• **CHALLENGE 1**
In the gradient descent excerpt below, what does the text name as one of the major benefits of using linear combinations?

• **DOCUMENT**
++++++

Since we’ll do stochastic gradient descent, the error formula is a bit simpler. We compute it not for the whole data set but only a single random point at a time. So the error is

$ \displaystyle E(\mathbf{w}) = (y_j – \hat{f}(\mathbf{x}_j))^2$

Then we compute the gradient with respect to the individual entries of $ \mathbf{w}$, using the chain rule and noting that the only term of the linear combination that has a nonzero contribution to the gradient for $ \frac{\partial E}{\partial w_i}$ is the term containing $ w_i$. This is one of the major benefits of using linear combinations: the gradient computation is easy.

$ \displaystyle \frac{\partial E}{\partial w_i} = -2 (y_j – \hat{f}(\mathbf{x}_j)) \frac{\partial \hat{f}}{\partial w_i}(\mathbf{x}_j) = -2 (y_j – \hat{f}(\mathbf{x}_j)) f_i(\mathbf{x}_j)$

Another advantage to being linear is that this formula is agnostic to the content of the underlying basis functions. This will hold so long as the weights don’t show up in the formula for the basis functions. As an exercise: try changing the implementation to use radial basis functions around each data point. (see the note at the end for why this would be problematic in real life)

def gradient(weights: Coefficients, data_point: Tuple[Input, float]) -> Gradient:
    error = single_point_error(weights, data_point)
    dE_dw = [0] * len(weights)

    for i, w in enumerate(weights):
        dE_dw[i] = -2 * error * basis[i](data_point[0])

    return dE_dw

Finally, the gradient descent core with a debugging helper.

import random

def print_debug_info(step, grad_norm, error, progress):
    print(f"{step}, {progress:.4f}, {error:.4f}, {grad_norm:.4f}")

++++++

• **TASK DATA**
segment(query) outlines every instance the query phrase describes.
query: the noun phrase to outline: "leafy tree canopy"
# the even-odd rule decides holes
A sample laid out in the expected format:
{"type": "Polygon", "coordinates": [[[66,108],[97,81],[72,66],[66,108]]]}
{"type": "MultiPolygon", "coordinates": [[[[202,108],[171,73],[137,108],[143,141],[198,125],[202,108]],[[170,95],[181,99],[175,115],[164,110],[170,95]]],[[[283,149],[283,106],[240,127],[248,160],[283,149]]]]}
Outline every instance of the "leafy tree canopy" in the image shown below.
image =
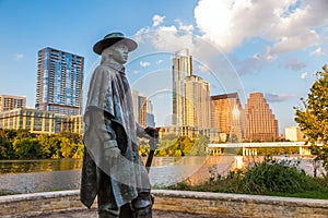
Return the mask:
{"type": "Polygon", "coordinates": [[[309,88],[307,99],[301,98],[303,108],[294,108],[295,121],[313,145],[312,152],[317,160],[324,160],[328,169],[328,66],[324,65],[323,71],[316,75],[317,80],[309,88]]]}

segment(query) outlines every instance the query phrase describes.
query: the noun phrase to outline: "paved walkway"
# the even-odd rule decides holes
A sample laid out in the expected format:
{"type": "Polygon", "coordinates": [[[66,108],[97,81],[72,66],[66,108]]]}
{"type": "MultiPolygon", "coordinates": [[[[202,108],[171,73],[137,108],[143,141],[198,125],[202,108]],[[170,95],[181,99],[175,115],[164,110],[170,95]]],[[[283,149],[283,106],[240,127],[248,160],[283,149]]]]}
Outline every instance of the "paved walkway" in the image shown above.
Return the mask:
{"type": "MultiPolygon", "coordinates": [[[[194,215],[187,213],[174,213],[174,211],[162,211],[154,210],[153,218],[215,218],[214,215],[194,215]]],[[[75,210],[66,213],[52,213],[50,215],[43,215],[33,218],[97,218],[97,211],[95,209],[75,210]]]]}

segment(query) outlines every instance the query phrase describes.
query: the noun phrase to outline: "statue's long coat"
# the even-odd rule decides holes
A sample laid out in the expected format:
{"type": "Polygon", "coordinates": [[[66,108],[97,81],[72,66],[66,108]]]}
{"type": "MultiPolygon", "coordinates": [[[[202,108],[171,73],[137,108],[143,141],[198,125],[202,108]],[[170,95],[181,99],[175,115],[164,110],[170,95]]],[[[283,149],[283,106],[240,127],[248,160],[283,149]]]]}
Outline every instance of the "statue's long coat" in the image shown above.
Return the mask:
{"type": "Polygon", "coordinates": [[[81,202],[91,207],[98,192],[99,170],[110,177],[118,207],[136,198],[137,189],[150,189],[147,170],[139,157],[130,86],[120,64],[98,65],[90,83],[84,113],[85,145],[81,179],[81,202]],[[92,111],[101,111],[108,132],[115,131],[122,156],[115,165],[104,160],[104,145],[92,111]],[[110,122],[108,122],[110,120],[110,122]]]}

++++++

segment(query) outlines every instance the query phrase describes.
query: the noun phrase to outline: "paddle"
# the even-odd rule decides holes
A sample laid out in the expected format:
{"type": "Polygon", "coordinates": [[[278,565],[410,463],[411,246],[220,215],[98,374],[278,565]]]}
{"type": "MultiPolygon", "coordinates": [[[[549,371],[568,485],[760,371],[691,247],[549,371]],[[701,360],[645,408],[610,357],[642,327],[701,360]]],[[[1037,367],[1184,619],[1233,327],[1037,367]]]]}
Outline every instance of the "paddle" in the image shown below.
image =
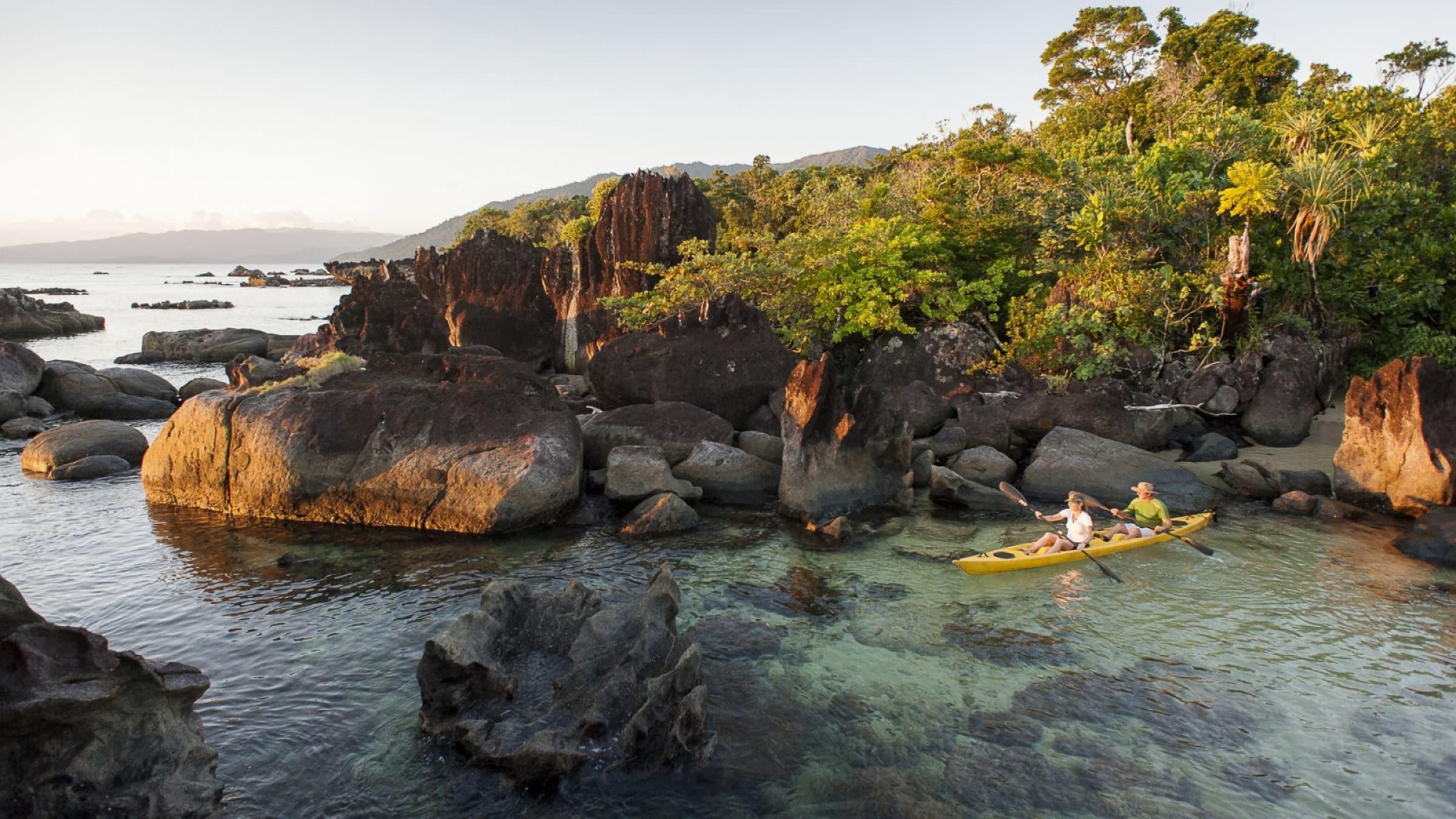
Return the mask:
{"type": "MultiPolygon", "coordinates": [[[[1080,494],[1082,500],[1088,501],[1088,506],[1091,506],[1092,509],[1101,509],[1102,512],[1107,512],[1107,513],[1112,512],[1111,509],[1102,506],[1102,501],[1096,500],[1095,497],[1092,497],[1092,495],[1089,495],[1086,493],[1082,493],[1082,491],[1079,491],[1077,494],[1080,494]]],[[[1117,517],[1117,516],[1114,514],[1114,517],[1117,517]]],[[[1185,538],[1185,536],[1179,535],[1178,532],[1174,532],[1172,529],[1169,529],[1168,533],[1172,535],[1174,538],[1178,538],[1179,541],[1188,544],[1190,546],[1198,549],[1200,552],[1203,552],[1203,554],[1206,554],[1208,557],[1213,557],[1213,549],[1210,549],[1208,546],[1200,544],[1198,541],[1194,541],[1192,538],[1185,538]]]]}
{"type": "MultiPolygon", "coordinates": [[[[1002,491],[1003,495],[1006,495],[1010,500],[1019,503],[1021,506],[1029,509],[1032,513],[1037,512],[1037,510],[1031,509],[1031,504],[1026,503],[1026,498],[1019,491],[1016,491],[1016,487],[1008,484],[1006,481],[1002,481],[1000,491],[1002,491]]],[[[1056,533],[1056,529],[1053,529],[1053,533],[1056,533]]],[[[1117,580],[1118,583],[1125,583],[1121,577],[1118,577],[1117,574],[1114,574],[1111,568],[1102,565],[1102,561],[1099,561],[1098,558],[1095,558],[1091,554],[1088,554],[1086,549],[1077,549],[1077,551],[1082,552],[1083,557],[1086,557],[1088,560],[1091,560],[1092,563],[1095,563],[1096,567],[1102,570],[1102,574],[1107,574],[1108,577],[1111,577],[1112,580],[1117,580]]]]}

++++++

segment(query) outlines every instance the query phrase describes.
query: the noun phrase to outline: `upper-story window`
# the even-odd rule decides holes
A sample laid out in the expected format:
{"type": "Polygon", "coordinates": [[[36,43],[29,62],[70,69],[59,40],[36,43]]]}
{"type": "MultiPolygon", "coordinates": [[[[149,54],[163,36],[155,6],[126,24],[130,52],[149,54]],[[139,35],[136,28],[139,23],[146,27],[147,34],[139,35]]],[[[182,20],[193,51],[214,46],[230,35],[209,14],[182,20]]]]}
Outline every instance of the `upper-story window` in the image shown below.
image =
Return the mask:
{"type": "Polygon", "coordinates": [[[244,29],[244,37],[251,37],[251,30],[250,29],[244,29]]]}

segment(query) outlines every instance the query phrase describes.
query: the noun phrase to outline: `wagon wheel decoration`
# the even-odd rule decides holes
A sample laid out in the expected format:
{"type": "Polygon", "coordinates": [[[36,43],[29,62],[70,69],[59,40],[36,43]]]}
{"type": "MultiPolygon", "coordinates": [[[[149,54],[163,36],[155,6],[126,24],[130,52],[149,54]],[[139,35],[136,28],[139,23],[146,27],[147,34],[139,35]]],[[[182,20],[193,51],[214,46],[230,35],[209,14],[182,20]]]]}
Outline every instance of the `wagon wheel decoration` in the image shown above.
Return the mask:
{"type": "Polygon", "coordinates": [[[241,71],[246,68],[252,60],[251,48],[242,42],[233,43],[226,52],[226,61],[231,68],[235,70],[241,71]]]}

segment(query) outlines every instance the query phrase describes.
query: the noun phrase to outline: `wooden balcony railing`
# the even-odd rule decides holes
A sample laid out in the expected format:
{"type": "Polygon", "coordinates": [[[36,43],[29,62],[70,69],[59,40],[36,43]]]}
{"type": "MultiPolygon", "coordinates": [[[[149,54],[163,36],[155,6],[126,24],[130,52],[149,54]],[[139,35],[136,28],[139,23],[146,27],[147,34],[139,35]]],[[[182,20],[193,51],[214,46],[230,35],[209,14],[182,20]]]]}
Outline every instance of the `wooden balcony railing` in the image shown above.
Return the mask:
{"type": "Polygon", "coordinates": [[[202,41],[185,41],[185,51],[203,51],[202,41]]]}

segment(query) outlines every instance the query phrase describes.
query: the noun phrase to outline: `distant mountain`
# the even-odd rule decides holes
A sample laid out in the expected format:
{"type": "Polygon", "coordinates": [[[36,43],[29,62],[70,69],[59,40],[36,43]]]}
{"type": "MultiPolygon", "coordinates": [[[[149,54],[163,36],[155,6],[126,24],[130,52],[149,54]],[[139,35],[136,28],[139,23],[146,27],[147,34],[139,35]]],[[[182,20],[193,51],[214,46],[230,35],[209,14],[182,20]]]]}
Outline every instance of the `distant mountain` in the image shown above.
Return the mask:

++++++

• **CHALLENGE 2**
Report each line in the entries above that contains the word "wagon".

• **WORKED SOLUTION 1**
The gradient computation is easy.

• **WORKED SOLUTION 2**
query: the noun phrase to outline: `wagon wheel decoration`
Outline every instance of the `wagon wheel decoration` in the image shown above.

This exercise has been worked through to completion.